*EXTRAIT CHOISI*:
VIII
LES PRINCIPES DÉCOULANT DE
L’ OBLIGATION DE RENDRE
COMPTE
L’obligation de rendre compte dans le système découle directement
de la responsabilité des ministres. Ceux-ci répondent de leurs actes
devant le Parlement, où ils sont mis au défi de justifier la manière
dont eux-mêmes ou leurs collaborateurs exercent le pouvoir qui leur
revient légitimement en vertu de la responsabilité constitutionnelle afférente à leur qualité de
ministres. Le Parlement s’attend et exige que les ministres assument
leurs responsabilités, et il a libre accès aux ministres dans le but de
les rendre responsables. Les sous-ministres tiennent presque tous leurs
pouvoirs de leurs ministres respectifs. Ils sont loyaux envers ces
derniers, et sont tenus de participer activement aux décisions politiques
et administratives prises individuellement et collectivement par les
ministres, et de les soutenir activement . En somme, les sous-ministres
sont responsables envers leurs ministres respectifs. 1
Le présent document s’est attaché à faire ressortir la hiérarchie
du pouvoir qui émane de la Couronne ainsi que la manière dont ce pouvoir
a été mis au service du système de gouvernement représentatif. Henry
Parris a résumé en ces termes la longue évolution qui a fondé le
gouvernement parlementaire sur la concentration de la responsabilité
entre les mains des ministres:
[traduction]
Si le conseil reçu par la Couronne émanait d’un fonctionnaire
permanent, que pourraient faire les adversaires de la politique
découlant de ce conseil? Ils ne pourraient pas s’attaquer au ministre,
qui n’était pas leur cible. Ils ne pourraient pas non plus s’attaquer
au fonctionnaire responsable, qu’ils ne pourraient pas faire révoquer
à cause de son statut de fonctionnaire permanent. On a finalement
réglé ce problème en étendant la doctrine de la responsabilité
ministérielle. Dans les cas extrêmes, les ministres démissionnaient
et les fonctionnaires restaient en fonction. Maitland a souligné que «l’immunité
royale est assortie de la responsabilité ministérielle». Lowell a lu
l’inscription qui figurait à l’endos de la médaille : «Le
fonctionnaire permanent, comme le roi, est infaillible».2
Toutefois la Couronne doit évidemment agir «sur avis» de même que
les fonctionnaires doivent se subordonner aux ministres, et ce sont
justement ces considérations qui président à la responsabilité
constitutionnelle des ministres.

*LIGNES ENREGISTRÉES*:
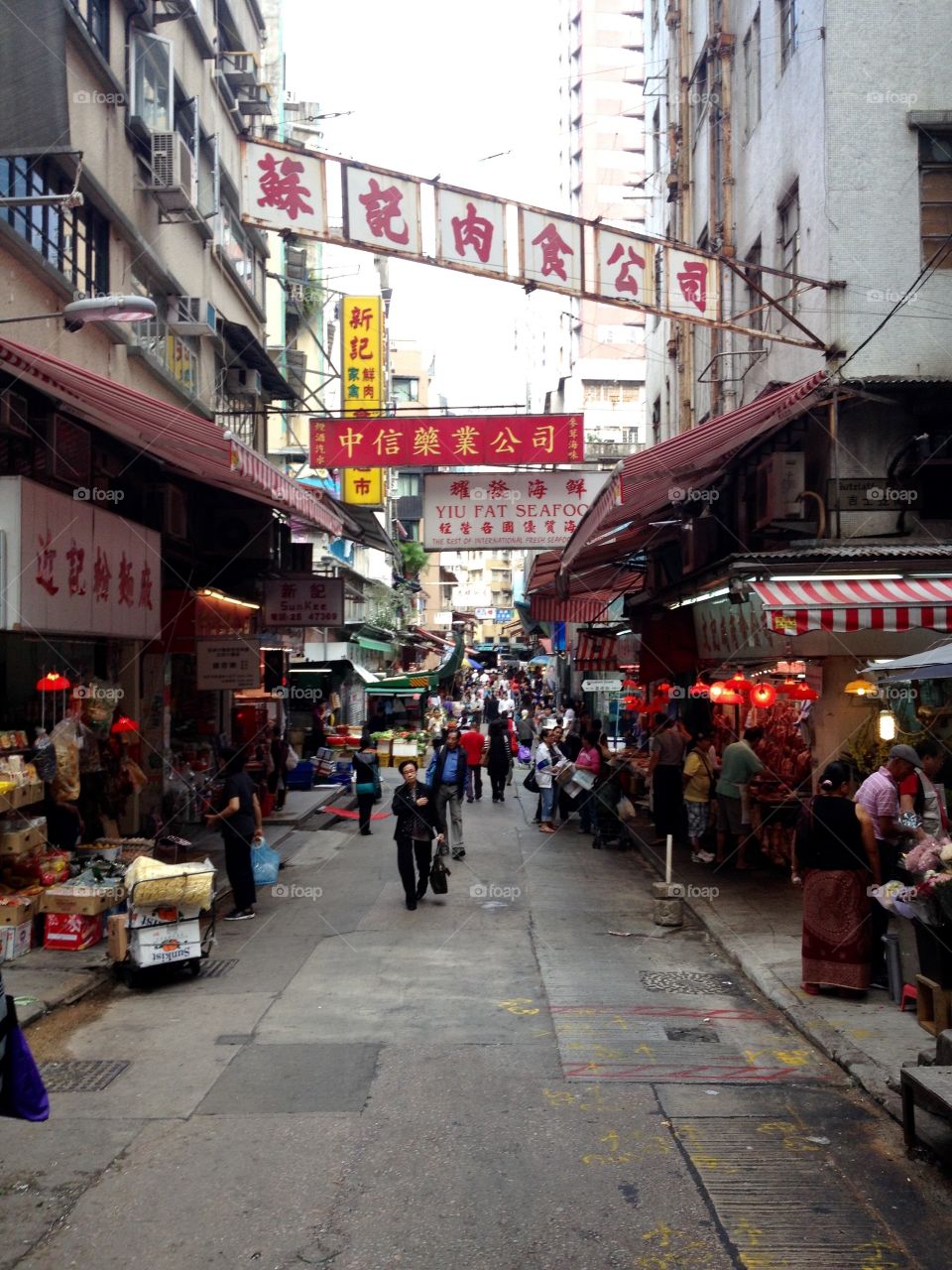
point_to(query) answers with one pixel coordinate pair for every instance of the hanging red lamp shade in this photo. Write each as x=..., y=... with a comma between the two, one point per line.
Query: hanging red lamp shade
x=802, y=691
x=54, y=683
x=763, y=695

*CONSIGNE*: Recopiez intégralement, sans rien modifier, le texte ci-dessus sur l'obligation de rendre compte.

*RÉPONSE*:
VIII
LES PRINCIPES DÉCOULANT DE
L’ OBLIGATION DE RENDRE
COMPTE
L’obligation de rendre compte dans le système découle directement
de la responsabilité des ministres. Ceux-ci répondent de leurs actes
devant le Parlement, où ils sont mis au défi de justifier la manière
dont eux-mêmes ou leurs collaborateurs exercent le pouvoir qui leur
revient légitimement en vertu de la responsabilité constitutionnelle afférente à leur qualité de
ministres. Le Parlement s’attend et exige que les ministres assument
leurs responsabilités, et il a libre accès aux ministres dans le but de
les rendre responsables. Les sous-ministres tiennent presque tous leurs
pouvoirs de leurs ministres respectifs. Ils sont loyaux envers ces
derniers, et sont tenus de participer activement aux décisions politiques
et administratives prises individuellement et collectivement par les
ministres, et de les soutenir activement . En somme, les sous-ministres
sont responsables envers leurs ministres respectifs. 1
Le présent document s’est attaché à faire ressortir la hiérarchie
du pouvoir qui émane de la Couronne ainsi que la manière dont ce pouvoir
a été mis au service du système de gouvernement représentatif. Henry
Parris a résumé en ces termes la longue évolution qui a fondé le
gouvernement parlementaire sur la concentration de la responsabilité
entre les mains des ministres:
[traduction]
Si le conseil reçu par la Couronne émanait d’un fonctionnaire
permanent, que pourraient faire les adversaires de la politique
découlant de ce conseil? Ils ne pourraient pas s’attaquer au ministre,
qui n’était pas leur cible. Ils ne pourraient pas non plus s’attaquer
au fonctionnaire responsable, qu’ils ne pourraient pas faire révoquer
à cause de son statut de fonctionnaire permanent. On a finalement
réglé ce problème en étendant la doctrine de la responsabilité
ministérielle. Dans les cas extrêmes, les ministres démissionnaient
et les fonctionnaires restaient en fonction. Maitland a souligné que «l’immunité
royale est assortie de la responsabilité ministérielle». Lowell a lu
l’inscription qui figurait à l’endos de la médaille : «Le
fonctionnaire permanent, comme le roi, est infaillible».2
Toutefois la Couronne doit évidemment agir «sur avis» de même que
les fonctionnaires doivent se subordonner aux ministres, et ce sont
justement ces considérations qui président à la responsabilité
constitutionnelle des ministres.